| Description of the task |
Each line below from the one containing "Target: brown branch" through the one containing "Where can the large" is to be given again exactly, and no line outside that span.

Entries taken from a collection
────

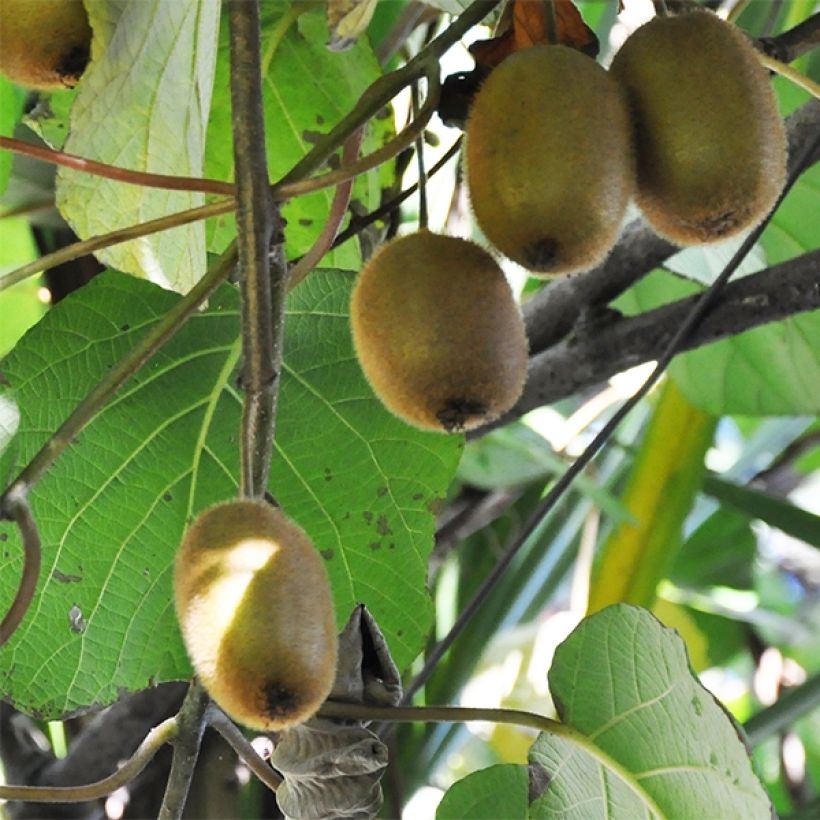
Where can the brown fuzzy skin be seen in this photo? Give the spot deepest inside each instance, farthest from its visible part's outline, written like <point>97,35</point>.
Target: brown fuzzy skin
<point>256,612</point>
<point>711,145</point>
<point>438,333</point>
<point>550,166</point>
<point>44,44</point>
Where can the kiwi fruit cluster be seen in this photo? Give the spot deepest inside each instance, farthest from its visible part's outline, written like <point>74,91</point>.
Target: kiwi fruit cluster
<point>710,143</point>
<point>438,332</point>
<point>44,44</point>
<point>549,159</point>
<point>256,613</point>
<point>685,120</point>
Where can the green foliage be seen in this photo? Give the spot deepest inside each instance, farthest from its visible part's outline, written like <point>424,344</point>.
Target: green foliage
<point>112,510</point>
<point>500,791</point>
<point>128,113</point>
<point>307,90</point>
<point>642,735</point>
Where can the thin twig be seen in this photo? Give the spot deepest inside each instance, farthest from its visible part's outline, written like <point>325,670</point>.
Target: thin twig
<point>800,80</point>
<point>102,392</point>
<point>190,725</point>
<point>794,43</point>
<point>338,208</point>
<point>154,740</point>
<point>386,87</point>
<point>358,224</point>
<point>515,717</point>
<point>219,721</point>
<point>16,506</point>
<point>423,217</point>
<point>108,240</point>
<point>167,182</point>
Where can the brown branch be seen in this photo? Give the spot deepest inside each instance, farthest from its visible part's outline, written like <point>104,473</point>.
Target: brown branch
<point>190,726</point>
<point>551,313</point>
<point>262,270</point>
<point>167,182</point>
<point>338,208</point>
<point>15,506</point>
<point>91,791</point>
<point>795,42</point>
<point>219,721</point>
<point>611,346</point>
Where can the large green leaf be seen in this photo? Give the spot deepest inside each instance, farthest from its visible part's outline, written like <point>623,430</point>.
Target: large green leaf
<point>307,90</point>
<point>112,509</point>
<point>11,109</point>
<point>489,794</point>
<point>653,741</point>
<point>143,104</point>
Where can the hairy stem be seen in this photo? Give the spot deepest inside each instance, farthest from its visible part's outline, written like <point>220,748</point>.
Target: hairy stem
<point>190,725</point>
<point>219,721</point>
<point>262,270</point>
<point>516,717</point>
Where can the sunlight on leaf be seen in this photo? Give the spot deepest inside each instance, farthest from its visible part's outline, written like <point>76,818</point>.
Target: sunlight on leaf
<point>143,104</point>
<point>112,508</point>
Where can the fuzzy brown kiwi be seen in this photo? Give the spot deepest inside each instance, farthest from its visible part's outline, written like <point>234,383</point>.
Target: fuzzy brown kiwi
<point>256,613</point>
<point>44,44</point>
<point>711,146</point>
<point>550,166</point>
<point>438,333</point>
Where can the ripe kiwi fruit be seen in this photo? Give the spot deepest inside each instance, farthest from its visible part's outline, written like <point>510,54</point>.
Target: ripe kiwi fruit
<point>438,333</point>
<point>256,613</point>
<point>711,147</point>
<point>549,159</point>
<point>44,44</point>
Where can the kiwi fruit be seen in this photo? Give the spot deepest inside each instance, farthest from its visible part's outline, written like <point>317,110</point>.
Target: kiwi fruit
<point>44,44</point>
<point>256,613</point>
<point>710,143</point>
<point>438,333</point>
<point>549,159</point>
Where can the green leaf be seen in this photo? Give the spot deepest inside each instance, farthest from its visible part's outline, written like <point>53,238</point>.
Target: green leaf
<point>20,306</point>
<point>9,424</point>
<point>307,90</point>
<point>489,794</point>
<point>653,742</point>
<point>771,370</point>
<point>11,109</point>
<point>143,104</point>
<point>112,508</point>
<point>719,552</point>
<point>515,455</point>
<point>774,511</point>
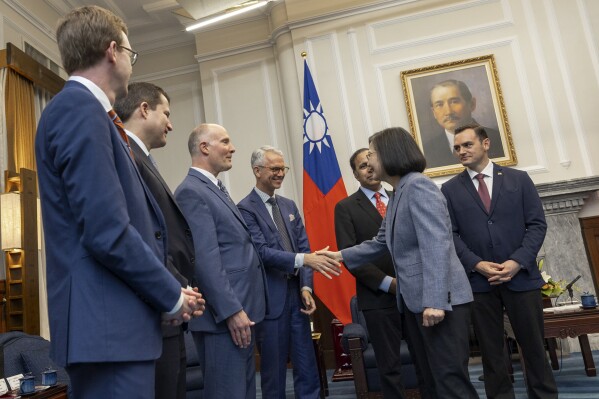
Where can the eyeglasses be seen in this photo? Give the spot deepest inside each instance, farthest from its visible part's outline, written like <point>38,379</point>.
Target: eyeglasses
<point>275,169</point>
<point>133,54</point>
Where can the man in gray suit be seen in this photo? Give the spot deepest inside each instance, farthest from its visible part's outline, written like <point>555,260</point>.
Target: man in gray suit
<point>228,269</point>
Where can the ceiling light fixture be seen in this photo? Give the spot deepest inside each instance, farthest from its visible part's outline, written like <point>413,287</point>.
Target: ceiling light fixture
<point>229,13</point>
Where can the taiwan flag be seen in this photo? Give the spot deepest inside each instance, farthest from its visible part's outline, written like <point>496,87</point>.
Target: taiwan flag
<point>323,188</point>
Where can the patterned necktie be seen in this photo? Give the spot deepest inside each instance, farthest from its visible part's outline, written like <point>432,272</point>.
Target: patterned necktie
<point>120,127</point>
<point>276,215</point>
<point>380,205</point>
<point>151,158</point>
<point>222,188</point>
<point>483,191</point>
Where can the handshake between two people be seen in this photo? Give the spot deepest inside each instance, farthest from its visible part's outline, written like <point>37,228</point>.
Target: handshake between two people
<point>325,262</point>
<point>193,306</point>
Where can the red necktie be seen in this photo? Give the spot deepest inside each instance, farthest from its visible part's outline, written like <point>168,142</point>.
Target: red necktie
<point>380,205</point>
<point>483,191</point>
<point>120,127</point>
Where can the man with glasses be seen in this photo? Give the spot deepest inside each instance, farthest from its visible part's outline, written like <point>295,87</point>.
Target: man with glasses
<point>278,232</point>
<point>105,235</point>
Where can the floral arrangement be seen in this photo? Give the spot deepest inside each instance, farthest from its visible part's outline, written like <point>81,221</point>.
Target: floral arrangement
<point>551,287</point>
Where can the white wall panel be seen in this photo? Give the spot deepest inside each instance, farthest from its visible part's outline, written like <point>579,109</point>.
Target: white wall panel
<point>244,97</point>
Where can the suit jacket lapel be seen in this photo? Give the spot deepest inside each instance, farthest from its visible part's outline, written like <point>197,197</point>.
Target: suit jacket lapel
<point>392,210</point>
<point>213,187</point>
<point>497,184</point>
<point>286,213</point>
<point>469,186</point>
<point>145,160</point>
<point>262,211</point>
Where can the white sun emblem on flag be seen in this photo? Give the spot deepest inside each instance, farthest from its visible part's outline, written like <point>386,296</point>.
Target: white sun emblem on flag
<point>315,128</point>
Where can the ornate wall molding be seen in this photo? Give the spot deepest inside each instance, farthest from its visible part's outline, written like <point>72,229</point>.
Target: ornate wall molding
<point>567,196</point>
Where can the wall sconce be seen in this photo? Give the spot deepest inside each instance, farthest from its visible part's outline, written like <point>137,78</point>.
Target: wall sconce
<point>10,219</point>
<point>229,13</point>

────

| Answer area |
Target: brown branch
<point>190,726</point>
<point>551,313</point>
<point>262,270</point>
<point>167,182</point>
<point>338,208</point>
<point>15,506</point>
<point>91,791</point>
<point>795,42</point>
<point>219,721</point>
<point>611,346</point>
Where can the large green leaf be seen in this photo? Give the spot deepest inside each instance, farthest from its visible part's outline, written like <point>623,430</point>.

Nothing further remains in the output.